##### Quoted passage

The three justices agreed with the state’s argument that at the time the deputy entered the garage, he had probable cause to believe that Weber committed two jailable offenses: he knowingly fled from a police officer and knowingly obstructed the officer.
Weber argued there was no evidence he “knowingly” fled or obstructed an officer, since only seconds passed before police activated the lights and Weber reached his garage.
But Justice Ziegler disagreed: “Our focus is not on whether Weber in fact fled Deputy Dorshorst, but instead whether the circumstances would have led a reasonable law enforcement officer to believe that Weber was probably fleeing him,” she wrote.
“A reasonable law enforcement officer would conclude on this evidence that Weber was likely feigning ignorance and thus fleeing; most individuals would have responded to Deputy Dorshorst’s obvious attempts to catch his attention.”
Finding the deputy had probable cause to believe Weber committed a jailable offense, the lead opinion also agreed that “hot pursuit” – involving suspects who flee when police attempt to stop them – was an exigent circumstance that justified warrantless entry in this case, as suspected criminals who flee do not have full constitutional protections.
“Taking the time to obtain an arrest warrant in this case would have required Deputy Dorshorst to halt an arrest which had already begun outside of Weber’s home, an arrest lawfully premised on probable cause that Weber had committed jailable offenses and one which required minimal intrusion to complete,” wrote Justice Ziegler.
However, the lead opinion declined to rule that the hot pursuit doctrine will always justify a warrantless home entry and arrest. That is, the court will still examine the “reasonableness” of a warrantless entry that is based on the hot pursuit doctrine.
Justice Daniel Kelly concurred in the ultimate result – no constitutional violation – but departed from the lead opinion’s reasoning. Kelly did not think there was probable cause to believe the defendant committed jailable offenses. Thus, he said the “hot pursuit” doctrine could not be applied as an exception to the warrant requirement.
Instead, Justice Kelly said that Weber consented to the warrantless entry into the garage because the police initiated the traffic stop on a public highway.
“His conduct would communicate to a reasonable observer that he preferred to complete the traffic stop in his garage, rather than on the driveway,” he wrote. “Having extended that invitation, Mr. Weber may not fault Deputy Dorshorst for accepting it.”
Justice Ann Walsh Bradley and Justice Shirley Abrahamson concluded “the state has not met its burden of demonstrating exigent circumstances sufficient to overcome the presumption of unreasonableness that attaches to warrantless home entries.”

##########
##### Information

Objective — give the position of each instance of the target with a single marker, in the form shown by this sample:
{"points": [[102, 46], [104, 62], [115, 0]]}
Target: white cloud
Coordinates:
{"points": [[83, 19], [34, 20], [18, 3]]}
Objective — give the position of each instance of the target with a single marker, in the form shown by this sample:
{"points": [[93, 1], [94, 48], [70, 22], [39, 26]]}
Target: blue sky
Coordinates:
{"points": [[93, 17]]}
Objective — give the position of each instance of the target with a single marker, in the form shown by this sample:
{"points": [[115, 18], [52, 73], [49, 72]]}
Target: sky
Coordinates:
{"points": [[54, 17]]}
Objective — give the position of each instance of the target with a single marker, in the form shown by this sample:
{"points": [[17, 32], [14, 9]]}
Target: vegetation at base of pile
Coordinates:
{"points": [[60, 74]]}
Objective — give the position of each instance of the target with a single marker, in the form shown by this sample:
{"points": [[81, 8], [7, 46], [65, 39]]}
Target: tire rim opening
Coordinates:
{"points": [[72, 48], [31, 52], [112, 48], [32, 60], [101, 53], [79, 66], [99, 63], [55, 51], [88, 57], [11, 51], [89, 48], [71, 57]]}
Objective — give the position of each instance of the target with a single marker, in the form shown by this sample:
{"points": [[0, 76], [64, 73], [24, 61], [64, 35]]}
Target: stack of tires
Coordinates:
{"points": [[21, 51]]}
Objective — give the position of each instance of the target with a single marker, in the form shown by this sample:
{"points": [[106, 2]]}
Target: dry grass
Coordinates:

##########

■ What you need to do:
A: Answer these questions from the passage on the Weber case:
(i) Which two jailable offenses did the three justices agree the deputy had probable cause to believe Weber committed?
(ii) Which justice concurred in the ultimate result but did not think there was probable cause?
(iii) According to that justice, where did the police initiate the traffic stop?
B: Echo the part of the passage on the Weber case that opens with the words containing "Weber argued there" and closes with "reached his garage.".

■ Solutions per task:
A:
(i) Knowingly fleeing from a police officer and knowingly obstructing the officer.
(ii) Justice Daniel Kelly.
(iii) On a public highway.

B:
Weber argued there was no evidence he “knowingly” fled or obstructed an officer, since only seconds passed before police activated the lights and Weber reached his garage.